- Work required: Scale every item below. Repeat all lines, requests included, but leave out the pictures, and multiply each pixel coordinate in the answers by 1.3, rounding to whole numbers with halves going up.
####################
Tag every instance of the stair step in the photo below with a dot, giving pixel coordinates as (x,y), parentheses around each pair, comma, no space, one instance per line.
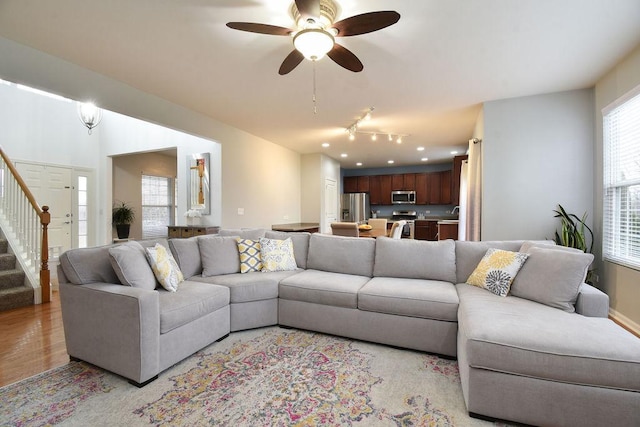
(11,279)
(21,296)
(7,261)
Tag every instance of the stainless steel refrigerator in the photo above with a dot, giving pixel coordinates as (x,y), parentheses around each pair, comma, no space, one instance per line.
(354,207)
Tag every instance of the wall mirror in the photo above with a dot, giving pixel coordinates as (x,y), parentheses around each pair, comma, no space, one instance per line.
(198,189)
####################
- Correct response:
Tag every instance of the stair step in the photo below with a dot, giving pixel coordinates as (x,y), parentheses around each pair, comma, no space, one instance per line.
(14,363)
(27,385)
(9,339)
Tag every instance of the stainless steel refrigerator in the photo above with a dot, giving pixel coordinates as (x,y), parentheses around each pair, comma, no space, one instance per line.
(460,269)
Tag every instance of the wall mirror in the photo above with a dot, giving pixel coordinates as (x,y), parentheses around each pair, comma, no space, one instance per line.
(257,246)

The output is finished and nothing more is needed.